▶ **Given instruction**
Please reproduce every one of the following rows word for word, with nothing changed.

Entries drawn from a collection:
════════════════════

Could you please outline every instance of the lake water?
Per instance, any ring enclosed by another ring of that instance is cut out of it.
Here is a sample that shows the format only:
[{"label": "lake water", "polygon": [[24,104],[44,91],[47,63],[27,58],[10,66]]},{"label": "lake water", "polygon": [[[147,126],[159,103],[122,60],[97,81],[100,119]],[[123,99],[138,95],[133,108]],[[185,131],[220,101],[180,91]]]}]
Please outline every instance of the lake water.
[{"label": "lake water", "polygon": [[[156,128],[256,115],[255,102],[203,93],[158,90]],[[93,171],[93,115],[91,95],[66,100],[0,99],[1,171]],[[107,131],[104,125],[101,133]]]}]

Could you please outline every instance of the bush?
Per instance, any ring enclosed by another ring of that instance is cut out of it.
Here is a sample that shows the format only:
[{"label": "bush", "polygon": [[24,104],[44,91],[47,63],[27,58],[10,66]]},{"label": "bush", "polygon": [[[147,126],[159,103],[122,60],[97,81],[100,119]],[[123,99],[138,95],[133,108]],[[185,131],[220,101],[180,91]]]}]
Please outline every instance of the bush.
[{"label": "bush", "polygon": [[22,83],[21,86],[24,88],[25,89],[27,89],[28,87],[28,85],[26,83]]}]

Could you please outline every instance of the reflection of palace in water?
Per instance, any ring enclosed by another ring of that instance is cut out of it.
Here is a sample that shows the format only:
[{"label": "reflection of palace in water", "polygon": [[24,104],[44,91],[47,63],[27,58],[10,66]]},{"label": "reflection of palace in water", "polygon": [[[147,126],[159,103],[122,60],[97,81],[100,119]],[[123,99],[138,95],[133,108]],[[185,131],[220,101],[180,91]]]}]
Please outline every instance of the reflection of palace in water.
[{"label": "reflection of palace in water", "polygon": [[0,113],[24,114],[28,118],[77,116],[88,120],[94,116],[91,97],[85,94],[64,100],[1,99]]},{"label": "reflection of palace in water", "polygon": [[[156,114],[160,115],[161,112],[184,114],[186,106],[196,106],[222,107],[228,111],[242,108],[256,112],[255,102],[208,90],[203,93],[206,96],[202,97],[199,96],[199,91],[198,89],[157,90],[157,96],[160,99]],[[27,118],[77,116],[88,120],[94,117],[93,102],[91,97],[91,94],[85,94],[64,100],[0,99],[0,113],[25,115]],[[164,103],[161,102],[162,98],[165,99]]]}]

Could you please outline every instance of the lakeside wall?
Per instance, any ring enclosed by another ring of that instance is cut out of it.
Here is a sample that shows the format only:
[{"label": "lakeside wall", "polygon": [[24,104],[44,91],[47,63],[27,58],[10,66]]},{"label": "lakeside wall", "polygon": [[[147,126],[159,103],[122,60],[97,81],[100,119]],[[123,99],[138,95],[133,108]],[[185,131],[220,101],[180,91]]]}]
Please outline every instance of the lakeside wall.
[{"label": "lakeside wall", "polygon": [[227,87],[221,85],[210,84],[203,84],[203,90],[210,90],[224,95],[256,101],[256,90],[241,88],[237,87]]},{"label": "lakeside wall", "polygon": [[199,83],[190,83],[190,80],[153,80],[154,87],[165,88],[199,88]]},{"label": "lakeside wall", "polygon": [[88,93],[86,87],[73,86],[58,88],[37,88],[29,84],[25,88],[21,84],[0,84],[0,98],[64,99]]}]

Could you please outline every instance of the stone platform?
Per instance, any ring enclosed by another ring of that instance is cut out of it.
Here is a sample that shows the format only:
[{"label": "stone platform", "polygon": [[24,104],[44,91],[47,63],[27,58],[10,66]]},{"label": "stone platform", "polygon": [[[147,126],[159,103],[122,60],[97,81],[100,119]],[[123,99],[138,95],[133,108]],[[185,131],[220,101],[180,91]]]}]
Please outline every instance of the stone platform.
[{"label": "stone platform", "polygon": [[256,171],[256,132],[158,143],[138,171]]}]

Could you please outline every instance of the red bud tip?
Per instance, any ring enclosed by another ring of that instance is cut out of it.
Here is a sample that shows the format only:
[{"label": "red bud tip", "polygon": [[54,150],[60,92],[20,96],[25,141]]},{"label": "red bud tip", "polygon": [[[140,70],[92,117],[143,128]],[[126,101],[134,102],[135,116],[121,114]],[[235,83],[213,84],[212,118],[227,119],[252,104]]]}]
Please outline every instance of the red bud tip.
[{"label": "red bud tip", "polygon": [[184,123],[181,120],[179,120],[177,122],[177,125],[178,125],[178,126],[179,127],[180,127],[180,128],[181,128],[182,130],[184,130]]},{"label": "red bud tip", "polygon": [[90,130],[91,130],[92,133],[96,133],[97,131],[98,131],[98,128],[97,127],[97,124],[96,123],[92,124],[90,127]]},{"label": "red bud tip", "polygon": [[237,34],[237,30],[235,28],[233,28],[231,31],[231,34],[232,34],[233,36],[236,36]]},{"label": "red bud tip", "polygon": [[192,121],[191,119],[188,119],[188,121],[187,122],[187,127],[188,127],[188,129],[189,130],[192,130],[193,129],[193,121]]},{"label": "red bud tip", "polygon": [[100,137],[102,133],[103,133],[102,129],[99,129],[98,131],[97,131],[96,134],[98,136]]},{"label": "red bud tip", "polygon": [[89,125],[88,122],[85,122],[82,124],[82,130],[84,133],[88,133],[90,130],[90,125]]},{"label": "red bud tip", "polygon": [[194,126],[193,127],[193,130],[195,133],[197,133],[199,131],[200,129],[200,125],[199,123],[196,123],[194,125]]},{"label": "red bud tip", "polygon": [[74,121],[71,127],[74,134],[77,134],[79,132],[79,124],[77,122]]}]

════════════════════

▶ **Output of the exercise**
Could you please outline every instance of the lake water?
Per instance, any ring enclosed by another ring of that instance is cut out of it.
Here is a sample that shows the format only:
[{"label": "lake water", "polygon": [[24,104],[44,91],[47,63],[27,58],[10,66]]},{"label": "lake water", "polygon": [[[147,126],[159,103],[122,60],[97,81],[100,119]],[[123,99],[138,95],[133,108]],[[185,131],[220,101],[180,91]]]}]
Please outline every instance of the lake water.
[{"label": "lake water", "polygon": [[[156,128],[256,115],[255,102],[203,93],[158,90]],[[93,171],[93,115],[91,95],[66,100],[0,99],[1,171]],[[107,131],[104,125],[101,133]]]}]

Could you please outline every instance of the bush?
Per instance, any ring enclosed by another ring of that instance is cut out of it.
Here is a sample that shows the format only:
[{"label": "bush", "polygon": [[24,104],[44,91],[47,63],[27,58],[10,66]]},{"label": "bush", "polygon": [[[147,126],[159,103],[122,60],[97,81],[100,119]],[[123,99],[138,95],[133,108]],[[185,131],[220,101],[180,91]]]}]
Please outline every instance of the bush.
[{"label": "bush", "polygon": [[22,83],[21,86],[24,88],[25,89],[27,89],[28,87],[28,85],[26,83]]}]

Could you please outline every instance of the reflection of palace in water?
Per instance, any ring enclosed by another ring of that instance is cut out of it.
Here is a sample that shows the format only:
[{"label": "reflection of palace in water", "polygon": [[24,104],[44,91],[47,63],[27,58],[10,66]]},{"label": "reflection of palace in water", "polygon": [[[147,126],[159,103],[122,60],[97,81],[100,119]],[[123,99],[138,95],[133,108]],[[185,131],[220,101],[180,91]]]}]
Please outline every instance of the reflection of palace in water.
[{"label": "reflection of palace in water", "polygon": [[0,113],[24,114],[28,118],[77,116],[88,120],[94,116],[91,97],[85,94],[64,100],[1,99]]},{"label": "reflection of palace in water", "polygon": [[[156,114],[160,115],[161,112],[184,114],[186,106],[196,106],[222,107],[228,111],[242,108],[256,112],[255,102],[208,90],[203,93],[206,96],[202,97],[199,96],[199,91],[198,89],[157,90],[157,96],[160,99]],[[27,118],[77,116],[88,120],[94,117],[93,102],[91,97],[91,94],[85,94],[64,100],[0,99],[0,113],[25,115]],[[164,103],[161,102],[162,98],[165,99]]]}]

Could you please outline every instance of the lakeside wall?
Per instance, any ring enclosed by another ring of that instance is cut out of it.
Here is a sample that shows the format only:
[{"label": "lakeside wall", "polygon": [[24,104],[44,91],[47,63],[27,58],[10,66]]},{"label": "lakeside wall", "polygon": [[[147,126],[159,103],[122,60],[97,81],[100,119]],[[123,99],[138,95],[133,108]],[[185,131],[220,101],[180,91]]]}]
Please outline every instance of the lakeside wall.
[{"label": "lakeside wall", "polygon": [[227,87],[221,85],[210,84],[203,84],[203,90],[210,90],[224,95],[256,101],[256,90],[241,88],[237,87]]},{"label": "lakeside wall", "polygon": [[199,83],[190,83],[190,80],[153,80],[154,87],[165,88],[199,88]]},{"label": "lakeside wall", "polygon": [[88,93],[86,87],[73,86],[58,88],[37,88],[29,84],[25,88],[21,84],[0,84],[0,98],[64,99]]}]

Could you please outline every instance of the stone platform?
Per instance, any ring enclosed by another ring of that instance is cut out of it.
Here is a sample that shows the format only:
[{"label": "stone platform", "polygon": [[24,104],[44,91],[47,63],[27,58],[10,66]]},{"label": "stone platform", "polygon": [[[147,126],[159,103],[122,60],[97,81],[100,119]],[[123,99],[138,95],[133,108]],[[185,131],[220,101],[180,91]]]}]
Please outline every instance of the stone platform.
[{"label": "stone platform", "polygon": [[256,171],[256,132],[158,143],[138,171]]}]

Could you please outline every instance of the red bud tip?
Per instance, any ring enclosed by another ring of that instance is cut out of it.
Here is a sample that shows the format only:
[{"label": "red bud tip", "polygon": [[54,150],[60,92],[20,96],[25,141]]},{"label": "red bud tip", "polygon": [[[140,70],[92,117],[143,128]],[[126,101],[134,102],[135,116],[121,114]],[[235,83],[213,84],[212,118],[227,119],[252,104]]]}]
Please outline every instance of the red bud tip.
[{"label": "red bud tip", "polygon": [[184,123],[181,120],[179,120],[177,122],[177,125],[178,125],[178,126],[179,127],[180,127],[180,128],[181,128],[182,130],[184,130]]},{"label": "red bud tip", "polygon": [[90,130],[91,130],[92,133],[96,133],[97,131],[98,131],[98,128],[97,127],[97,124],[96,123],[92,124],[90,127]]},{"label": "red bud tip", "polygon": [[237,34],[237,30],[235,28],[233,28],[231,31],[231,34],[232,34],[233,36],[236,36]]},{"label": "red bud tip", "polygon": [[192,121],[191,119],[188,119],[188,121],[187,122],[187,127],[188,127],[188,129],[189,130],[192,130],[193,129],[193,121]]},{"label": "red bud tip", "polygon": [[100,137],[102,133],[103,133],[102,129],[99,129],[98,131],[97,131],[96,134],[98,136]]},{"label": "red bud tip", "polygon": [[89,125],[88,122],[85,122],[82,124],[82,130],[84,133],[88,133],[90,130],[90,125]]},{"label": "red bud tip", "polygon": [[194,126],[193,127],[193,130],[195,133],[197,133],[199,131],[200,129],[200,125],[199,123],[196,123],[194,125]]},{"label": "red bud tip", "polygon": [[74,121],[71,127],[74,134],[77,134],[79,132],[79,124],[77,122]]}]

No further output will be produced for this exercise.